Modelling assessment of reuse process

Majority of software development projects rely heavily on reuse. The systems themselves are often developed from an assembly of existing reusable components [4]. Whether reuse is one of the reusing components by developers or project management strategies by a senior manager, the reuse process as we will see involves iterative decomposition and adaptation of knowledge artefacts [15]. To assess the reuse of components effectively, it is necessary to measure the reusability of these components [30], although the length and the complexity of reuse process steps may depend on the domains and the reusable artefact. For example, a project manager may spend longer time assessing the reuse potential of a development methodology than what a software developer would spend in evaluating a software component.

In formulating our framework, we first separate the knowledge involved from the processes involved in reuse. We model the actual process of reuse as an iterative process cycle interleaving analysis/retrieval/reuse/decomposition (see Fig. 1). Some examples of knowledge involved in this process are component retrieval knowledge, component adaptation knowledge, component reuse knowledge, and component construction knowledge. The availability of these and other kinds of knowledge impact the transition between the various activities involving reuse. We identify the various types of knowledge involved in reuse and present guidelines to assess the viability of reuse using knowledge complexity measures applied to the various kinds of knowledge involved. For example, reuse involves locating a library component and then adapting it. If either the knowledge and/or effort involved in locating and/or adapting the component is too much to afford, then reuse may not be viable. As we develop this framework at the knowledge level, we model the actual reuse process which seems to us to be a domain independent process. This is in contrast with the domain dependence of the complexity of the actual components to be reused, as results in [12, 22] suggest.

#### [Information given]
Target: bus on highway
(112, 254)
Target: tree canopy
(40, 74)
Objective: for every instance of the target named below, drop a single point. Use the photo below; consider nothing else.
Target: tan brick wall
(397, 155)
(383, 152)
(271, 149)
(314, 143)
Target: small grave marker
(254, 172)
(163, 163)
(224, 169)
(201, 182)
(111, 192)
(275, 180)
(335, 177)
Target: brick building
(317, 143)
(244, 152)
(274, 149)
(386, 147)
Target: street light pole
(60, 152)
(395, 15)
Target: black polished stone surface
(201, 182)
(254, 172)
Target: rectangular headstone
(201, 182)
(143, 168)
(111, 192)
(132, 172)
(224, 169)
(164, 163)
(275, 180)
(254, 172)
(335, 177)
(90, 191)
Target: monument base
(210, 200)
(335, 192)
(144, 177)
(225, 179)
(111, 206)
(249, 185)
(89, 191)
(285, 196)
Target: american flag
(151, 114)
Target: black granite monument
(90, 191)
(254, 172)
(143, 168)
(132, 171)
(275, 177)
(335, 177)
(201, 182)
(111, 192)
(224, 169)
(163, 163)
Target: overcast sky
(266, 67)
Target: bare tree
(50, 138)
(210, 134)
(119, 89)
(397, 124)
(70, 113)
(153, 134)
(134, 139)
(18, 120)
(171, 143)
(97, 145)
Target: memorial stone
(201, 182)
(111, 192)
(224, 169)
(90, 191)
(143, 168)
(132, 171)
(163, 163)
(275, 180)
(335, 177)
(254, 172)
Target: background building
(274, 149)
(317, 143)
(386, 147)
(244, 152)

#### [Aim 1]
In the passage on assessing software reuse, which activities does the iterative reuse process cycle interleave?
#### [Aim 2]
Decide whether each statement agrees with the passage on assessing software reuse. Answer yes or no and quote the words from the passage that settle it.
(a) The framework keeps the knowledge involved in reuse apart from the processes involved.
(b) A software developer may take longer to evaluate a software component than a project manager takes to assess a development methodology.
(c) The authors regard the actual reuse process as depending on the domain.
#### [Aim 3]
Write a continuation of the passage on assessing software reuse, starting after its final sentence.

#### [Task output 1]
Analysis, retrieval, reuse, and decomposition.

#### [Task output 2]
(a) Yes: "we first separate the knowledge involved from the processes involved in reuse"
(b) No: "a project manager may spend longer time assessing the reuse potential of a development methodology than what a software developer would spend in evaluating a software component"
(c) No: "we model the actual reuse process which seems to us to be a domain independent process"

#### [Task output 3]
Fig. 1
figure 1

The iterative reuse process—initial problem statement is examined. Ideally, a reusable solution is adapted and problem solved. More likely, the problem is decomposed into smaller problems and a partial solution via reuse is possible. Reuse may fail in two circumstances: if adaptation fails or if merging with the rest of the emerging solution fails

Our separation between reuse process and knowledge being reused is also useful in identifying success factors in reuse. The process factors can also be construed as developer-related factors, whilst the knowledge being reused in practice reflects the nature of the components reused and how they are organised (i.e., the reuse libraries). We delve into both sets of factors and delineate negative factors that hinder a successful and economical reuse from taking place, and positive factors facilitating a successful and economical reuse. We also identify various relations between these factors.

Factors that emanate from the nature of knowledge reused include the following:

  • Factors related to the software components (required) e.g., how complex the component is and has this component been already reused?

  • Factors that are related to the domain of the component; e.g., how application area specific is the component?

  • Factors related to the libraries used, e.g., how well documented they are. E.g., if the access to the components is obscured due to bad documentation, then reuse may suffer.

Factors that emanate from the reuse process:

  • Factors that are related to the software development lifecycle (SDLC), e.g., are reuse encouraged or frowned upon. For example, a scrum master of a safety critical application development team may dictate the level of reuse depending on certain security requirements.

  • Factors that are related to the developers involved, e.g., do they wear programming (rather than reuse) as a badge of honour? In an open source environment, some developers may wish to leave their mark by avoiding reuse.

All those factors will be further analyzed and operationalised in our model. Not all lend themselves to a knowledge-level analysis with the same ease. E.g., component complexity can be seen from a knowledge complexity perspective only if we see a piece of software as an embodiment of some knowledge and in itself as a knowledge artefact.

A case study: a web-based application to sell health insurance policies

In this section, we present a reuse episode in a software development example to highlight the features of our framework and the reuse process modelled highlighted in the previous section. We first describe the requirements of the software pursued.

A developer is tasked with providing a web-based interface to sell health insurance policies. The selling process involves the web customer entering the various options associated with a policy as well as entering their personal details and payment options. The developer is reasonably familiar with an e-commerce shopping trolley web component which instantly comes to their mind as they think about the requirements of the interface. The shopping trolley component is typically used by websites like Amazon.com where more than one product is bought in one e-shopping session. In what follows, we illustrate the pitfalls that reusing the shopping trolley may present when developing a web interface to sell insurance policy with various option. We also analyze the knowledge involved/required/missing in the various stages of this reuse episode.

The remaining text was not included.